*SET TASK*
Extend the essay on the origins of profiling and physiognomy, picking up right after its final sentence.

*DOCUMENT TEXT*

Sep 5, 2016
The existence of this profession of drafting profiles in the context of crimes in any case goes back to a remarkable history. The word comes (as so often in our culture) from Latin, in which “filus” refers to a yarn or thread, from which the Italian word “profilare” developed, namely the action of tracing or outlining something. Initially it was fortresses and fortification systems that were originally supposed to have been conceived in this way, i.e. in line with military aspects. It was only at the end of the 16th and 17th centuries that this approach to defining something was transformed into the representation of the human head.
This may be familiar to some of you from the world of tourism, where artists sometimes offer to draw the outline of a person’s head for a certain sum of money; further back in time this was done similarly but instead of with a pen or a paintbrush a thread was used, which was stitched onto paper or textile or affixed in some other way. What may seem to be harmless fun for the memory of the person portrayed, however, unfortunately points to the malevolent legitimation of such acts. After all, the profile as a sketched outline of the human head invoked or itself developed an almost scientific justification: physiognomy.
The latter discipline refers to the purported ability to distinguish fundamental characteristics for the relevant psychological formation of the person identified through the shape of the head and particularly the face. One simply searched for indicators or claimed they were there in order to reveal the human being. Then, during the mid-18th century, this was once again given a radical spin by an alleged philosopher by the name of Lavater, as he now sorted the system into philological grids (“grid investigation”) and claimed to be able to thus draw clear conclusions about the relevant persons. He also invented the “endomorph” and the other types.
Now, before we civilized beings reject this idea out of hand, we might want to consider just how much such physiognomies continue to mislead us into prejudices. Even today, the “high brow” is considered intelligent, and the “low brow” thought foolish, while smaller ear lobes are a sign of deceitfulness and big eyes reveal a person’s openheartedness and reliability – and the list can be continued. In fact we all still judge people this way, albeit subconsciously. The always very insightful, but sadly now deceased designer Jörg Zintzmeyer once said very convincingly: “You never get a second chance for a first impression”.
The key trope in this process (which is actually very much bound up with the Anglo-Saxon notion of philosophy) is the construct of a “persona”. Originally this category was based on how one sounded, but now the idea is to assign the diversity of people and their forms of behavior to specific pigeonholes and on that basis purposefully try and track them down. Of course we all know the colloquial notion of “person” and use it to somehow neutralize the human being in question. In everyday life “person” denotes arbitrariness.

Data entries:
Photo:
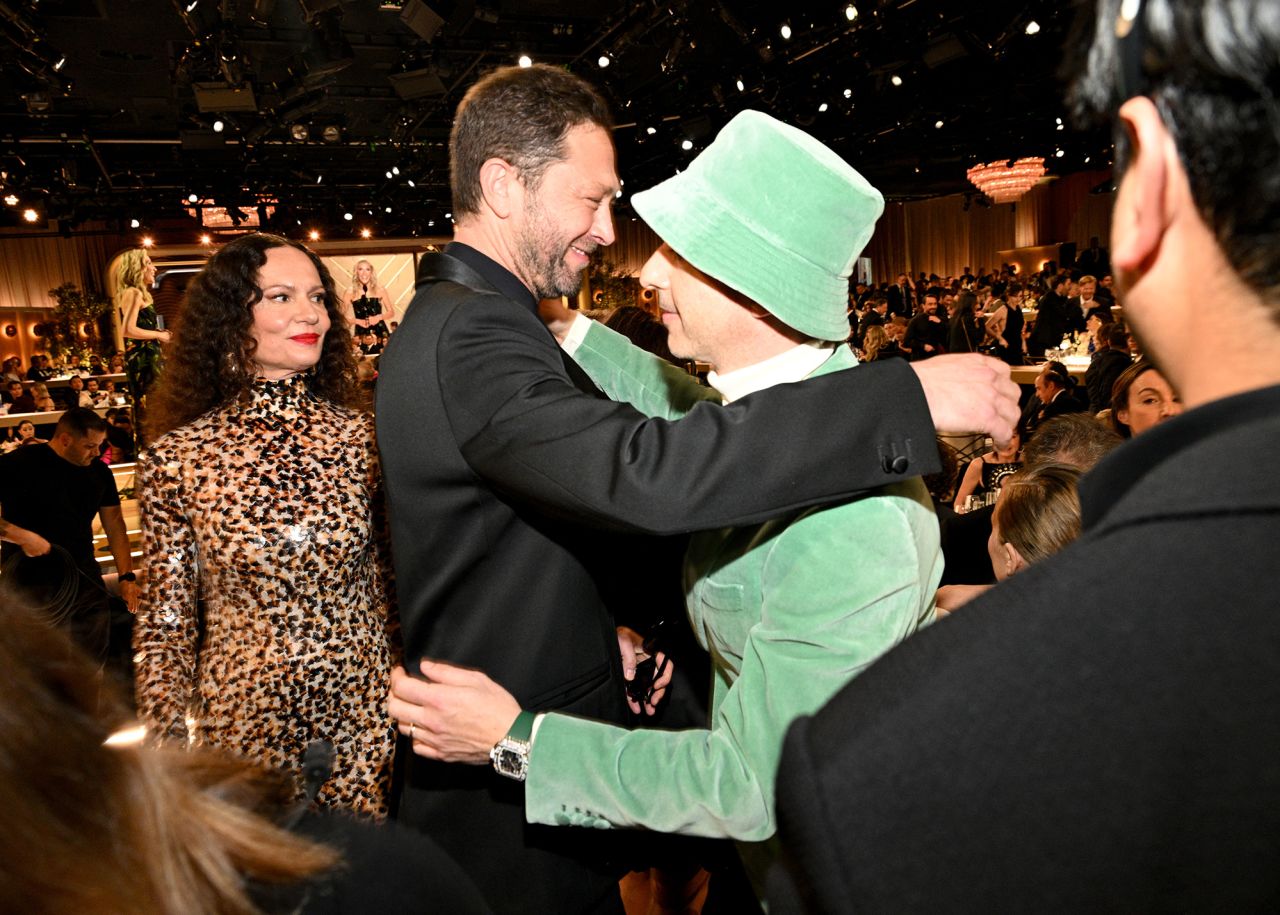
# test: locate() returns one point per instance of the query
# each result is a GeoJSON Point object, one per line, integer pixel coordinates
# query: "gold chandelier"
{"type": "Point", "coordinates": [1009, 179]}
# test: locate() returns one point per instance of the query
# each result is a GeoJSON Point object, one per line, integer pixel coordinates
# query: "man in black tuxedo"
{"type": "Point", "coordinates": [503, 463]}
{"type": "Point", "coordinates": [1080, 309]}
{"type": "Point", "coordinates": [876, 315]}
{"type": "Point", "coordinates": [1052, 316]}
{"type": "Point", "coordinates": [1100, 732]}
{"type": "Point", "coordinates": [901, 300]}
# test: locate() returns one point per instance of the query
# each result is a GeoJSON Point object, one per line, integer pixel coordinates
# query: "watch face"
{"type": "Point", "coordinates": [510, 762]}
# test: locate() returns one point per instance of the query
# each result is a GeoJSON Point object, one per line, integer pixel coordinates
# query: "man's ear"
{"type": "Point", "coordinates": [1014, 561]}
{"type": "Point", "coordinates": [499, 186]}
{"type": "Point", "coordinates": [1139, 218]}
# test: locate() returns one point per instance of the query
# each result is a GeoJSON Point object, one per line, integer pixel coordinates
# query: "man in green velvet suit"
{"type": "Point", "coordinates": [759, 233]}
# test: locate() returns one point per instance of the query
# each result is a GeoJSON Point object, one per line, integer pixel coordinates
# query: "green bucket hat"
{"type": "Point", "coordinates": [775, 215]}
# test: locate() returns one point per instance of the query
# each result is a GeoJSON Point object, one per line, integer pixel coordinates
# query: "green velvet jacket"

*TASK OUTPUT*
The situation is very different in police work, however, and remarkably also in marketing and design. In these three specialist areas “personas” abound constantly and so does the incorrect use of the plural. Such as: “Lisa, 23 years old, German, heavyset, likes dancing and particularly likes to buy shoes”, or “Kurt, 50 years old, Austrian, does a lot of sport and has a disability as a result”; or “Eva, 44 years old, Italian, likes cooking and eating, still reads books and dresses very well”, and so on. Of course other criteria are added too, and the profiling professionals attempt to pinpoint such profiles in psychological key words and to illustrate them too. Admittedly, in presentations and publications this all appears simply ridiculous. Especially since further processes are usually then triggered in which such “personas” appear, act and perhaps also link up with others.
This is all so laughable because these “pigeonholes” are created entirely helplessly in order to tear open some kind of commonplaces that were merely supposedly researched, from which perpetrator profiles can then be derived. And it is in these pigeonholes that the desperate hunt for the possibly guilty begins. All this revels in abstraction and in the comfort it affords us in the assurance that we actually already know everything and we can then simply begin the hot pursuit. – Just as a quick aside: All this undoubtedly also has a fair amount to do with racism and points back, for example, to that madness in the United States that causes the police to shoot and kill more people who appear to be from ethnic minorities than they do WASPs.
Or so promises the “Design Research & Design Strategy Conference” scheduled to take place on September 22, 2016, in Hamburg in the premises of “iF” (“iF” is a limited company that offers design prizes and is linked to the Hanover Messe exhibition center). It is initiated and supported by certain agencies such as “INDEED Innovation” and “mc markt-consult”.
The high point of this conference, and something that has been brought clearly to the fore in some of the publicity, is namely a real “profiler” from – and we are all familiar with this from the movies – the FBI. In real life, not a TV series, but live in Hamburg. Mark Safarik, criminal profiler for the FBI. He will give the keynote speech after the coffee break on the subject of “Using Criminal Profiling for Innovation Development”, and also leads the workshop “Profiling & Persona Development”. Of course, we should have realized, when marketing and design have run out of ideas, it’s time to bring in the police. Not just anyone from the police, but the most notorious from the country that loves order and loves its guns even more. It makes for great cinema.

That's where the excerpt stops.